Il Soffio e la Polvere, il nuovo progetto realizzato per Sabrina Raffaghello Arte Contemporanea di Alessandria si ricollega all’ambito della sua ricerca artistica lasciandosi guidare a partire dal significato stesso di “animale” e la sua contiguità con la parola “anima”. La riflessione dell’artista arriva ad investire, quindi, la natura stessa dell’essere umano in riferimento al medesimo destino che lo accomuna all’animale, senza pregiudizi di superiorità. Gli scatti di quest’ultima serie infatti rappresentano una riflessione sulla vanitas, sulla caducità come elemento della vita. Quando la morte tocca da vicino e quando contemporaneamente l’osservare il circostante è fenomeno di estrema bellezza. Così la ricerca dell’artista è il risultato di una scoperta, e della sublime capacità di lasciarsi stupire. In fondo i Musei – come quello di Storia Naturale di Gaillac e quello di Alessandria, uniti in questo progetto – non sono forse nati come luoghi di meraviglia?

************

■ Compito assegnato 1
Puoi riportare fedelmente i record dal loro inizio fino alla riga che contiene "89 L 78 104", compresa, tralasciando le immagini?
I record non hanno alcun legame con il testo.

************

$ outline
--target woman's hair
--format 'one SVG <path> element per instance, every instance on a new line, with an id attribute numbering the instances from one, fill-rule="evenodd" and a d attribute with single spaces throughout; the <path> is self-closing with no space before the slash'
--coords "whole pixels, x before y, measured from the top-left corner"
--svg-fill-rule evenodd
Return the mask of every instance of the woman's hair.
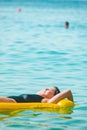
<path id="1" fill-rule="evenodd" d="M 55 90 L 55 93 L 54 93 L 54 95 L 56 95 L 56 94 L 58 94 L 58 93 L 60 93 L 60 90 L 59 90 L 59 88 L 58 87 L 54 87 L 56 90 Z"/>

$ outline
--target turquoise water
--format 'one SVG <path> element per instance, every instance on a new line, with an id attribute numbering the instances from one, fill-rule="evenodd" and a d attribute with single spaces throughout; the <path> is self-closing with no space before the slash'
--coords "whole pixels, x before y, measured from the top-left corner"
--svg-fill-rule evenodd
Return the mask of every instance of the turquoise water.
<path id="1" fill-rule="evenodd" d="M 0 95 L 59 86 L 71 89 L 78 104 L 71 114 L 0 114 L 0 130 L 87 129 L 86 14 L 87 2 L 80 0 L 0 2 Z"/>

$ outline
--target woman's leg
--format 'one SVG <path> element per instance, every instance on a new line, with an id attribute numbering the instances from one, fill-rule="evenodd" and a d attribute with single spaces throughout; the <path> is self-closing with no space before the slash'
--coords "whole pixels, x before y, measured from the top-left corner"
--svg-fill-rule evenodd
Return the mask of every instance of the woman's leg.
<path id="1" fill-rule="evenodd" d="M 0 102 L 14 102 L 16 103 L 16 101 L 12 98 L 7 98 L 7 97 L 4 97 L 4 96 L 0 96 Z"/>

************

■ Compito assegnato 2
Puoi trascrivere parola per parola l'intero testo sul progetto Il Soffio e la Polvere?

■ Risposta corretta 1
$ outline
--target woman's hair
--format 'one SVG <path> element per instance, every instance on a new line, with an id attribute numbering the instances from one, fill-rule="evenodd" and a d attribute with single spaces throughout; the <path> is self-closing with no space before the slash'
--coords "whole pixels, x before y, measured from the top-left corner"
--svg-fill-rule evenodd
Return the mask of every instance of the woman's hair.
<path id="1" fill-rule="evenodd" d="M 55 90 L 55 93 L 54 93 L 54 95 L 56 95 L 56 94 L 58 94 L 58 93 L 60 93 L 60 90 L 59 90 L 59 88 L 58 87 L 54 87 L 56 90 Z"/>

$ outline
--target turquoise water
--format 'one SVG <path> element per instance, every instance on a new line, with an id attribute numbering the instances from one, fill-rule="evenodd" and a d attribute with single spaces throughout; the <path> is self-closing with no space before the slash'
--coords "whole pixels, x before y, measured from the top-left corner"
--svg-fill-rule evenodd
Return the mask of every instance of the turquoise water.
<path id="1" fill-rule="evenodd" d="M 0 95 L 59 86 L 71 89 L 78 104 L 71 114 L 0 114 L 0 130 L 87 129 L 86 14 L 87 2 L 80 0 L 0 2 Z"/>

■ Risposta corretta 2
Il Soffio e la Polvere, il nuovo progetto realizzato per Sabrina Raffaghello Arte Contemporanea di Alessandria si ricollega all’ambito della sua ricerca artistica lasciandosi guidare a partire dal significato stesso di “animale” e la sua contiguità con la parola “anima”. La riflessione dell’artista arriva ad investire, quindi, la natura stessa dell’essere umano in riferimento al medesimo destino che lo accomuna all’animale, senza pregiudizi di superiorità. Gli scatti di quest’ultima serie infatti rappresentano una riflessione sulla vanitas, sulla caducità come elemento della vita. Quando la morte tocca da vicino e quando contemporaneamente l’osservare il circostante è fenomeno di estrema bellezza. Così la ricerca dell’artista è il risultato di una scoperta, e della sublime capacità di lasciarsi stupire. In fondo i Musei – come quello di Storia Naturale di Gaillac e quello di Alessandria, uniti in questo progetto – non sono forse nati come luoghi di meraviglia?